» REQUIRED TASK A
List every line in the entries below that contains the string "item", with case counting.

» PAGE EXTRACT
From: David Hildenbrand <david@redhat.com>
To: Dave Hansen <dave.hansen@linux.intel.com>, linux-mm@kvack.org
Cc: xen-devel@lists.xenproject.org, devel@linuxdriverproject.org,
linux-acpi@vger.kernel.org, linux-sh@vger.kernel.org,
linux-s390@vger.kernel.org, linuxppc-dev@lists.ozlabs.org,
linux-kernel@vger.kernel.org, linux-ia64@vger.kernel.org,
"Tony Luck" <tony.luck@intel.com>,
"Fenghua Yu" <fenghua.yu@intel.com>,
"Benjamin Herrenschmidt" <benh@kernel.crashing.org>,
"Paul Mackerras" <paulus@samba.org>,
"Michael Ellerman" <mpe@ellerman.id.au>,
"Martin Schwidefsky" <schwidefsky@de.ibm.com>,
"Heiko Carstens" <heiko.carstens@de.ibm.com>,
"Yoshinori Sato" <ysato@users.sourceforge.jp>,
"Rich Felker" <dalias@libc.org>,
"Andy Lutomirski" <luto@kernel.org>,
"Peter Zijlstra" <peterz@infradead.org>,
"Thomas Gleixner" <tglx@linutronix.de>,
"Ingo Molnar" <mingo@redhat.com>,
"Borislav Petkov" <bp@alien8.de>,
"H. Peter Anvin" <hpa@zytor.com>,
"Rafael J. Wysocki" <rjw@rjwysocki.net>,
"Len Brown" <lenb@kernel.org>,
"Greg Kroah-Hartman" <gregkh@linuxfoundation.org>,
"K. Y. Srinivasan" <kys@microsoft.com>,
"Haiyang Zhang" <haiyangz@microsoft.com>,
"Stephen Hemminger" <sthemmin@microsoft.com>,
"Boris Ostrovsky" <boris.ostrovsky@oracle.com>,
"Juergen Gross" <jgross@suse.com>,
"Jérôme Glisse" <jglisse@redhat.com>,
"Andrew Morton" <akpm@linux-foundation.org>,
"Mike Rapoport" <rppt@linux.vnet.ibm.com>,
"Dan Williams" <dan.j.williams@intel.com>,
"Stephen Rothwell" <sfr@canb.auug.org.au>,
"Michal Hocko" <mhocko@suse.com>,
"Kirill A. Shutemov" <kirill.shutemov@linux.intel.com>,
"Nicholas Piggin" <npiggin@gmail.com>,
"Jonathan Neuschäfer" <j.neuschaefer@gmx.net>,
"Joe Perches" <joe@perches.com>,
"Michael Neuling" <mikey@neuling.org>,
"Mauricio Faria de Oliveira" <mauricfo@linux.vnet.ibm.com>,
"Balbir Singh" <bsingharora@gmail.com>,
"Rashmica Gupta" <rashmica.g@gmail.com>,
"Pavel Tatashin" <pavel.tatashin@microsoft.com>,
"Rob Herring" <robh@kernel.org>,
"Philippe Ombredanne" <pombredanne@nexb.com>,
"Kate Stewart" <kstewart@linuxfoundation.org>,
"mike.travis@hpe.com" <mike.travis@hpe.com>,
"Joonsoo Kim" <iamjoonsoo.kim@lge.com>,
"Oscar Salvador" <osalvador@suse.de>,
"Mathieu Malaterre" <malat@debian.org>
Subject: Re: [PATCH RFC] mm/memory_hotplug: Introduce memory block types
Date: Mon, 1 Oct 2018 11:13:43 +0200 [thread overview]
Message-ID: <147d20c7-2a07-2305-9b44-76fdb735173b@redhat.com> (raw)

» REQUIRED TASK B
Write what comes next in the mailing-list reply about memory block types shown above.

» ROWS
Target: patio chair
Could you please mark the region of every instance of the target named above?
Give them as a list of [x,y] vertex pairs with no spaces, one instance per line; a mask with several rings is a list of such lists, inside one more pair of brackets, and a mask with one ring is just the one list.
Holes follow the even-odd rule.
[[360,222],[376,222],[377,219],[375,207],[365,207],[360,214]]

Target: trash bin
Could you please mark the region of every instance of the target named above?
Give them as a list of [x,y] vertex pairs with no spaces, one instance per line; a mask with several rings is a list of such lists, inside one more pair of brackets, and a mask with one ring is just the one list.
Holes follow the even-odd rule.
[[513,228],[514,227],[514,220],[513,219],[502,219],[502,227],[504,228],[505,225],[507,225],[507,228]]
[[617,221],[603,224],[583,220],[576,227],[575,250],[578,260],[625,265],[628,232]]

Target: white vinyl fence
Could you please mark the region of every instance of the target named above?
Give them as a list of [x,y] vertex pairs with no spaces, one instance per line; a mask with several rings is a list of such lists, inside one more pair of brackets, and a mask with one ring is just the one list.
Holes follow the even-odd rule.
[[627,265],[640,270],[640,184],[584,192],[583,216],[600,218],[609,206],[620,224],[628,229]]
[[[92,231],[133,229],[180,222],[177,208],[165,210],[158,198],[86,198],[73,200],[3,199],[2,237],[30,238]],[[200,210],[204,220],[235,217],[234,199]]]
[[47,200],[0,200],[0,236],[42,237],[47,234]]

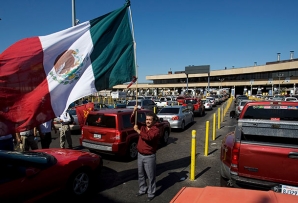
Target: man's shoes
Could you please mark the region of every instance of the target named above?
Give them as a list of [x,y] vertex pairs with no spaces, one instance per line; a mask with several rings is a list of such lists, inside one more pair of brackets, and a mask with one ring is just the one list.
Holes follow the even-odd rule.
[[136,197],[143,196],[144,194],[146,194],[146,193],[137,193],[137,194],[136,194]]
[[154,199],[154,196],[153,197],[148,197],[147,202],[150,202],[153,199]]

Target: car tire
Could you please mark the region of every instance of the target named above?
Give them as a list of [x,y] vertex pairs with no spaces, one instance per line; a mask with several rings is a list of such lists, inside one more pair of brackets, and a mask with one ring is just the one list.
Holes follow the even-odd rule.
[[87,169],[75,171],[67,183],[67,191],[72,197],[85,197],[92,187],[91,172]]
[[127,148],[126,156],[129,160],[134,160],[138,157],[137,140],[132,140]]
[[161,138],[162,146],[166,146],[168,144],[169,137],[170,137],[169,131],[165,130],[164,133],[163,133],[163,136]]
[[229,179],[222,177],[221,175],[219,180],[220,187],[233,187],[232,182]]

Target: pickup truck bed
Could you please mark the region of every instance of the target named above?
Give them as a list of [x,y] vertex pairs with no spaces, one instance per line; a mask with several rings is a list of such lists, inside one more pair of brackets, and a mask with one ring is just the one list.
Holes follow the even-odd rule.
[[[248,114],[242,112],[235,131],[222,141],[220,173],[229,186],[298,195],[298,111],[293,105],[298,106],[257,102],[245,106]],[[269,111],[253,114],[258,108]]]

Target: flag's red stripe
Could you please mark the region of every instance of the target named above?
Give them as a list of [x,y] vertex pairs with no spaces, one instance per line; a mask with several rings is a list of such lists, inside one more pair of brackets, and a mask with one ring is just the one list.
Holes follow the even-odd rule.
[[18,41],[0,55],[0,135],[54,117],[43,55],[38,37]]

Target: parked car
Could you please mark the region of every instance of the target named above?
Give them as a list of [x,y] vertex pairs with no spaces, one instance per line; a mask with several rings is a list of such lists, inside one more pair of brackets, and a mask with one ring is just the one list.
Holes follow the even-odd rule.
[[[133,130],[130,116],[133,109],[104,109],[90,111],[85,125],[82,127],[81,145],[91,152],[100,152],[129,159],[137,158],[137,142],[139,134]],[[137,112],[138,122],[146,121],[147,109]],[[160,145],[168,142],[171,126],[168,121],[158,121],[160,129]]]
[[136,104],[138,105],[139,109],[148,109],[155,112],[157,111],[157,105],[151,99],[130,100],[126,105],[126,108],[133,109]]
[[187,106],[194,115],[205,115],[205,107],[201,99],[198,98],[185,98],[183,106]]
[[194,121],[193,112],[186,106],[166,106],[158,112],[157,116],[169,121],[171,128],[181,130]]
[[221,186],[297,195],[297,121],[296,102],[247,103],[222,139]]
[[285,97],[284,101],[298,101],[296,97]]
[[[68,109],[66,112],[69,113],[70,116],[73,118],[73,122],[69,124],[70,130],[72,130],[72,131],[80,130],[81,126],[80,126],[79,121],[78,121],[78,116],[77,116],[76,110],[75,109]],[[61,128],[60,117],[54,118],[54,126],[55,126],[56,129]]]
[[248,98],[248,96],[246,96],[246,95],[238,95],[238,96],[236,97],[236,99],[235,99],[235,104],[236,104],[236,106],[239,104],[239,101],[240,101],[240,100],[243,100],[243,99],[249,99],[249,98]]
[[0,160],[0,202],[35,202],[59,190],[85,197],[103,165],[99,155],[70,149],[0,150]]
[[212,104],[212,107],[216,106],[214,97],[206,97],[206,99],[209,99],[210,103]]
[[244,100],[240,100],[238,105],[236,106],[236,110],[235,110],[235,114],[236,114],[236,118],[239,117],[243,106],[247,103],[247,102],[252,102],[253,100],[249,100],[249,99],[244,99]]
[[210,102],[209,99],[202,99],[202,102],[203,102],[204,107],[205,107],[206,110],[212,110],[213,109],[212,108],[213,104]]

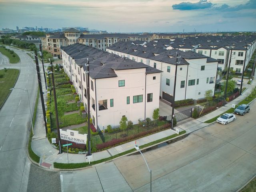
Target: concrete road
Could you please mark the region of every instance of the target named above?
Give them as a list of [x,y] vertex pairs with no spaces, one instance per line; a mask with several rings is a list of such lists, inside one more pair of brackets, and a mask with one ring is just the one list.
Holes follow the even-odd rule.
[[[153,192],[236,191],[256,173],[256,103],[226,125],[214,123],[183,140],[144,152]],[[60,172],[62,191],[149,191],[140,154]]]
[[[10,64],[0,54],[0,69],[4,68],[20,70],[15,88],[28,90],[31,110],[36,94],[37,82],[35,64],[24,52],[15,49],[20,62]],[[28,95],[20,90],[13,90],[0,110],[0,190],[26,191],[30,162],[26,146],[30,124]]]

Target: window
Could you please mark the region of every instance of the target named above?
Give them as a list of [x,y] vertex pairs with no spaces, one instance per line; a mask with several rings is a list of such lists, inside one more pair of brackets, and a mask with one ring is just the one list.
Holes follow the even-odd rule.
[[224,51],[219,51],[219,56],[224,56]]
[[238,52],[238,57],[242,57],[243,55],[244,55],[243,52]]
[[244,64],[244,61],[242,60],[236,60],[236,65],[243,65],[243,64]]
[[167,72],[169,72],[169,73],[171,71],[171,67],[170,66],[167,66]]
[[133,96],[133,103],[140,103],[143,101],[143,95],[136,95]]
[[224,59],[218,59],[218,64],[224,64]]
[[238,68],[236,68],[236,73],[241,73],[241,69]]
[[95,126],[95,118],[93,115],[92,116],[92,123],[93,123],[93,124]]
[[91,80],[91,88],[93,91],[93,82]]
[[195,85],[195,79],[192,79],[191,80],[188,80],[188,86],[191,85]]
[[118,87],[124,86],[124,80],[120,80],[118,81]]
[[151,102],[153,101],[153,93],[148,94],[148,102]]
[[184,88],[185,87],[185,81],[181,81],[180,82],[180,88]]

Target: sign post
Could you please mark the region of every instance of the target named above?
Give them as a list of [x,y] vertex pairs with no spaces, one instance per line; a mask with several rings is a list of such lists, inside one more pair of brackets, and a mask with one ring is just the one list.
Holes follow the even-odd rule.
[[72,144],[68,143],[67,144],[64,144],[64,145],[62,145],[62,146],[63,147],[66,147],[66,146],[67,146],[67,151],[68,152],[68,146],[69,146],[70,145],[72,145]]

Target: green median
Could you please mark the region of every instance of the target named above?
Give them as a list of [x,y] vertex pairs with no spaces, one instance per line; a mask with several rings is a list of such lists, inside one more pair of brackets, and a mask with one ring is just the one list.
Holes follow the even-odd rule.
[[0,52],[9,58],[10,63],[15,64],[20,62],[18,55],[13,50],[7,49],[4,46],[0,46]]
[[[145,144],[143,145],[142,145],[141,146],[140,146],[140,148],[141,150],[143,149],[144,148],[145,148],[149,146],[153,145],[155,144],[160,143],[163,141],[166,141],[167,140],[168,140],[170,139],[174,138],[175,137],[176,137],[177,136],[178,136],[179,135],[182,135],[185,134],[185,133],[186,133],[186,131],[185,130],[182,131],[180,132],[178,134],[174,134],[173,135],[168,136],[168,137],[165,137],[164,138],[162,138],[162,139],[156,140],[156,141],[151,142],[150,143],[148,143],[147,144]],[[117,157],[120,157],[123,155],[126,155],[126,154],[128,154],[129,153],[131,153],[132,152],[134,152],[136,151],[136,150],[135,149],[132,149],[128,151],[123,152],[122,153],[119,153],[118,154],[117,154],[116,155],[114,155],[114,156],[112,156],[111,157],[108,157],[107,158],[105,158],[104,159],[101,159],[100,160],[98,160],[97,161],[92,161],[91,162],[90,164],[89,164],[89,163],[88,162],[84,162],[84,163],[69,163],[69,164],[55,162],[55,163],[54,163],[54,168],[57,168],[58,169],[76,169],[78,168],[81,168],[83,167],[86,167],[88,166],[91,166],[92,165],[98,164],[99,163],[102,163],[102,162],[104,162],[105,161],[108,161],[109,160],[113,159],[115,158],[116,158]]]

==

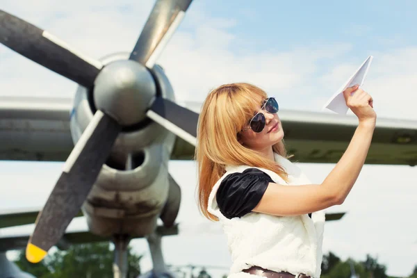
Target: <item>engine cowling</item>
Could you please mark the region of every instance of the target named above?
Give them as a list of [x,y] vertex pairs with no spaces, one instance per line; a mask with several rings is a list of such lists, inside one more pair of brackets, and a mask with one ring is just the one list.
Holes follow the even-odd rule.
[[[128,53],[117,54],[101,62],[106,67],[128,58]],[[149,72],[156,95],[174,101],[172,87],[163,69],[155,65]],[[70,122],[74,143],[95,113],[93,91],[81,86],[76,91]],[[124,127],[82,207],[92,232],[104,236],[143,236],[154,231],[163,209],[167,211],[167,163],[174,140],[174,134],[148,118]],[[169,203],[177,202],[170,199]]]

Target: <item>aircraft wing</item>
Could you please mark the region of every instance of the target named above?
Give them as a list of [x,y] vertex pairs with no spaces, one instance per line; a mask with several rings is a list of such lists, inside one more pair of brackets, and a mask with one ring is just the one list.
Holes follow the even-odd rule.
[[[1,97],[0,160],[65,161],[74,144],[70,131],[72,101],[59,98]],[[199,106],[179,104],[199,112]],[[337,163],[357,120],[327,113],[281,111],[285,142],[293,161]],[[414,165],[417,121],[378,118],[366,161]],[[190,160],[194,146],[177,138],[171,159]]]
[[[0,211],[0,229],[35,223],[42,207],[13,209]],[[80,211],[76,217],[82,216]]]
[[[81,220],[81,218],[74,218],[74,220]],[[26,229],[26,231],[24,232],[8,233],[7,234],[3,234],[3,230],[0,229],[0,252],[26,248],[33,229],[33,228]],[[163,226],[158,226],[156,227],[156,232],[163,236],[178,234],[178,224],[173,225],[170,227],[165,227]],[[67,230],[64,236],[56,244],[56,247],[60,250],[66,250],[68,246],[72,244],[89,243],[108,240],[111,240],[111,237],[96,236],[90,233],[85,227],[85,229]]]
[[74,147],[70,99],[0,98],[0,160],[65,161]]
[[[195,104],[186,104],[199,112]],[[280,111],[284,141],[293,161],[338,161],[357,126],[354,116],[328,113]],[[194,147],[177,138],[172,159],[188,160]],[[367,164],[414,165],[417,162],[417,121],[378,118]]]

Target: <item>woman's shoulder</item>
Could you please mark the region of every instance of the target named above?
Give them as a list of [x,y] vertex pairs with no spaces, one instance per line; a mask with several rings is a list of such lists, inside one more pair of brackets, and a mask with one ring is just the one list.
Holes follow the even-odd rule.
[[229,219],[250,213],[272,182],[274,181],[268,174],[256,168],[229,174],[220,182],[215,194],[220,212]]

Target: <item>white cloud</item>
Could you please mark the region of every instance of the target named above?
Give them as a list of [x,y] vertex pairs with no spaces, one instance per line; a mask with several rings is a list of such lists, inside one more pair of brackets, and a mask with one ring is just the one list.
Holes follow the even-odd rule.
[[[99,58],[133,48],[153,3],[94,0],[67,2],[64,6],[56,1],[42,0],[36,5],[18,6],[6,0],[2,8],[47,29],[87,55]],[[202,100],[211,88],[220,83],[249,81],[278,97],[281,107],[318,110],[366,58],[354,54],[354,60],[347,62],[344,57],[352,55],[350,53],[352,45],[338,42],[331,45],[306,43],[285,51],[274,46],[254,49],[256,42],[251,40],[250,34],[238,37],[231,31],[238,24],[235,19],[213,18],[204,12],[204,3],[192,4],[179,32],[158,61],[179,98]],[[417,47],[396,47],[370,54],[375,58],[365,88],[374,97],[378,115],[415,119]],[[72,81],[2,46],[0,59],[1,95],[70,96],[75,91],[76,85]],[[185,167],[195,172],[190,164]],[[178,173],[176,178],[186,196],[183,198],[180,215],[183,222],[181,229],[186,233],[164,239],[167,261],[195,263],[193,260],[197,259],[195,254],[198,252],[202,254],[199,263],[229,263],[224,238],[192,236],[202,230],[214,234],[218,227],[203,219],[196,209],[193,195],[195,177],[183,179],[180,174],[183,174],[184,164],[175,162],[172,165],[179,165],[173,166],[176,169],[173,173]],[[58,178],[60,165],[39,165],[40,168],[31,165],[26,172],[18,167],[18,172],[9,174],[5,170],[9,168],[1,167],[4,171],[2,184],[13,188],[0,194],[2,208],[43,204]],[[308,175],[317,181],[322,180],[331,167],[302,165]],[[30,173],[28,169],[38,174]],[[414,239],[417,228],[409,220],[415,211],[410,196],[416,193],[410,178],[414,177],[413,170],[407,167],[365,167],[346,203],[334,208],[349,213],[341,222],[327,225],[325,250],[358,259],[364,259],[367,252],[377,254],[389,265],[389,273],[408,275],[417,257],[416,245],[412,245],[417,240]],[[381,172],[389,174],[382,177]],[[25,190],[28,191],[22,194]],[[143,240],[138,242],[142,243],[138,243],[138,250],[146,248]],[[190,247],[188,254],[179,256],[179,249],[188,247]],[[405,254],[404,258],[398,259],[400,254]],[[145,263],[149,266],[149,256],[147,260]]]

...

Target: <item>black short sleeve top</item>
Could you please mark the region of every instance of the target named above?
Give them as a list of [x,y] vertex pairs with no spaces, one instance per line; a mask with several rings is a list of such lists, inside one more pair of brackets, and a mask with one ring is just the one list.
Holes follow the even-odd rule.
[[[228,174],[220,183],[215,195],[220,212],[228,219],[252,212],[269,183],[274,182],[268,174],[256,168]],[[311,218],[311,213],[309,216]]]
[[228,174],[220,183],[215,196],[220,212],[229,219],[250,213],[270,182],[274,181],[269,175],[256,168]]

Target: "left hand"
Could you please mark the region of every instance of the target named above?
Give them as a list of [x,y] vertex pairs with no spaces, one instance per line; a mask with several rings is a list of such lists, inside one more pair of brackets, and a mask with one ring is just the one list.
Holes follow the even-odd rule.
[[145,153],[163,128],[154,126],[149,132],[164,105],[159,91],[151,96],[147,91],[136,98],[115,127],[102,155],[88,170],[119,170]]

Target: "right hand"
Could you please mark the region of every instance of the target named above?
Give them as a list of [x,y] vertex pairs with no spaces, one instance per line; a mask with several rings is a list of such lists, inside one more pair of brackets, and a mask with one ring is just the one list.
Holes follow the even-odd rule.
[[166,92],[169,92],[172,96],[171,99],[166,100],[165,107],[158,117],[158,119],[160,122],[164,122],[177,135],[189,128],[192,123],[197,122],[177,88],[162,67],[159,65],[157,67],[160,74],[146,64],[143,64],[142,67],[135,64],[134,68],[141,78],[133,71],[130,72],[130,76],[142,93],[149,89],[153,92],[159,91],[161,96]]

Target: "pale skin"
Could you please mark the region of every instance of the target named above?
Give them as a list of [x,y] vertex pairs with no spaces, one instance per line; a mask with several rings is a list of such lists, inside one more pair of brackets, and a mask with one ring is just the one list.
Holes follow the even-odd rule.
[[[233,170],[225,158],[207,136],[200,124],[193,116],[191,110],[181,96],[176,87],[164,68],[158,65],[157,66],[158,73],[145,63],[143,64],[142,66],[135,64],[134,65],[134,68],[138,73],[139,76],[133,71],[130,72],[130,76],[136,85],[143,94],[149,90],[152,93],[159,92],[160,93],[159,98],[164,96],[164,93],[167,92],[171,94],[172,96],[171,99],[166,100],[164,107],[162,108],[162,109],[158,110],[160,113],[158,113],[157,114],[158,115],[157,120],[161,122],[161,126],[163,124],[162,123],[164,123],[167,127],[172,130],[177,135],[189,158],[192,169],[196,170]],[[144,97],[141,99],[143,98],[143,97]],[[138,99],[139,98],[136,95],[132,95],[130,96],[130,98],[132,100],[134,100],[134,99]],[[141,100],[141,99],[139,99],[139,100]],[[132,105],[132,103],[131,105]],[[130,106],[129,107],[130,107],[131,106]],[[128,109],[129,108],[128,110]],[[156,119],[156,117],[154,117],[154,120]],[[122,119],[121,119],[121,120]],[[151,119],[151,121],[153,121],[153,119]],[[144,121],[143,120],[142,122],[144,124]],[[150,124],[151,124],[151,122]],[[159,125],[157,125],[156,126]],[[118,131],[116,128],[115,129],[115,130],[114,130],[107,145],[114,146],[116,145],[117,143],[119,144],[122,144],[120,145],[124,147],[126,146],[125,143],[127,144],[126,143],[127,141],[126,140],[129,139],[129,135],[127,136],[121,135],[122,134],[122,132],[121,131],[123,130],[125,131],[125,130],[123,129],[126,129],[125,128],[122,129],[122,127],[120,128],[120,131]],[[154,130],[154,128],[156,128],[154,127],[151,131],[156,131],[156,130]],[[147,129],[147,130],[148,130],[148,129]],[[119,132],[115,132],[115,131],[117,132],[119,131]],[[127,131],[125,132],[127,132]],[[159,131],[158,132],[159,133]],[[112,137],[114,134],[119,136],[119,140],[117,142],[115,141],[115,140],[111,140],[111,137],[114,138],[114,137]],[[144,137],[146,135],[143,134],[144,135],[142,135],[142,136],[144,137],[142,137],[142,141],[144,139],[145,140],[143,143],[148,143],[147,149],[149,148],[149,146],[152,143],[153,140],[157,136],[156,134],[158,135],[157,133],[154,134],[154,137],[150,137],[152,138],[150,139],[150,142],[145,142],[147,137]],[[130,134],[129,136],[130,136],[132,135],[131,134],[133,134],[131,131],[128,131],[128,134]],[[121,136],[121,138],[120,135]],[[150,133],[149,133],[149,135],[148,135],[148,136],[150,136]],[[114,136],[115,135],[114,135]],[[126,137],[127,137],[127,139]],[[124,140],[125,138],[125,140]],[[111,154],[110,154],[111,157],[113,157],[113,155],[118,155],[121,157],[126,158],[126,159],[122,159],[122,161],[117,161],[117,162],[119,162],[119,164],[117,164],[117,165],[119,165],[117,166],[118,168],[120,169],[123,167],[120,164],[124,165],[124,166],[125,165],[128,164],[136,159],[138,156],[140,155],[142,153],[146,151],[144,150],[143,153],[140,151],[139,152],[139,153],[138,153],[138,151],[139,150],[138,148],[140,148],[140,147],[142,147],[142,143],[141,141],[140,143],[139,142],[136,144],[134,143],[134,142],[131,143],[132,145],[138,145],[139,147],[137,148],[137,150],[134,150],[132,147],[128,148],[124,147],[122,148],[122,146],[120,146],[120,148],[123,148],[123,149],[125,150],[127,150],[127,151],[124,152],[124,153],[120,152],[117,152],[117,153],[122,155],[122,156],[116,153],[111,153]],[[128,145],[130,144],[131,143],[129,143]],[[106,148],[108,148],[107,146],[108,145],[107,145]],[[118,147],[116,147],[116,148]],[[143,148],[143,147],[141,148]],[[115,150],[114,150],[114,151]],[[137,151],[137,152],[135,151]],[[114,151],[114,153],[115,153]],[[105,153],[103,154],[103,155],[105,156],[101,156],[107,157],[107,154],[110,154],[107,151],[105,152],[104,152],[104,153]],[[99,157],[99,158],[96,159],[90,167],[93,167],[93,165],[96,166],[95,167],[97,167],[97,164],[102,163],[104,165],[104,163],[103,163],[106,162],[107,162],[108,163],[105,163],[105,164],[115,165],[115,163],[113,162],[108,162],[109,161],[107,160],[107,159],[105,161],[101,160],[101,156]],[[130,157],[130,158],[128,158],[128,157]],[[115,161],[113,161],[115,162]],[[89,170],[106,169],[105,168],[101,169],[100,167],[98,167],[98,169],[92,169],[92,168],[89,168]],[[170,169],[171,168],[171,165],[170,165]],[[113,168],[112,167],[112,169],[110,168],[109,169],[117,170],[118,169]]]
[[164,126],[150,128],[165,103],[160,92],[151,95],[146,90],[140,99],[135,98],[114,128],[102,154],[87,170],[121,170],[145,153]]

» RESPONSE A
Target: <item>engine cowling</item>
Target: <item>aircraft wing</item>
Target: <item>woman's shoulder</item>
Target: <item>white cloud</item>
Target: <item>black short sleeve top</item>

» RESPONSE B
In-Reply-To: <5dba97a5-5a18-5df1-5493-99987679cf3a@linux.intel.com>
On 28/09/2018 19:02, Dave Hansen wrote:
> It's really nice if these kinds of things are broken up. First, replace
> the old want_memblock parameter, then add the parameter to the
> __add_page() calls.
Definitely, once we agree that is is not nuts, I will split it up for
the next version :)
>
>> +/*
>> + * NONE: No memory block is to be created (e.g. device memory).
>> + * NORMAL: Memory block that represents normal (boot or hotplugged) memory
>> + * (e.g. ACPI DIMMs) that should be onlined either automatically
>> + * (memhp_auto_online) or manually by user space to select a
>> + * specific zone.
>> + * Applicable to memhp_auto_online.
>> + * STANDBY: Memory block that represents standby memory that should only
>> + * be onlined on demand by user space (e.g. standby memory on
>> + * s390x), but never automatically by the kernel.
>> + * Not applicable to memhp_auto_online.
>> + * PARAVIRT: Memory block that represents memory added by
>> + * paravirtualized mechanisms (e.g. hyper-v, xen) that will
>> + * always automatically get onlined. Memory will be unplugged
>> + * using ballooning, not by relying on the MOVABLE ZONE.
>> + * Not applicable to memhp_auto_online.
>> + */
>> +enum {
>> + MEMORY_BLOCK_NONE,
>> + MEMORY_BLOCK_NORMAL,
>> + MEMORY_BLOCK_STANDBY,
>> + MEMORY_BLOCK_PARAVIRT,
>> +};
>
> This does not seem like the best way to expose these.
>
> STANDBY, for instance, seems to be essentially a replacement for a check
> against running on s390 in userspace to implement a _typical_ s390
> policy. It seems rather weird to try to make the userspace policy
> determination easier by telling userspace about the typical s390 policy
> via the kernel.
Now comes the fun part: I am working on another paravirtualized memory
hotplug way for KVM guests, based on virtio ("virtio-mem").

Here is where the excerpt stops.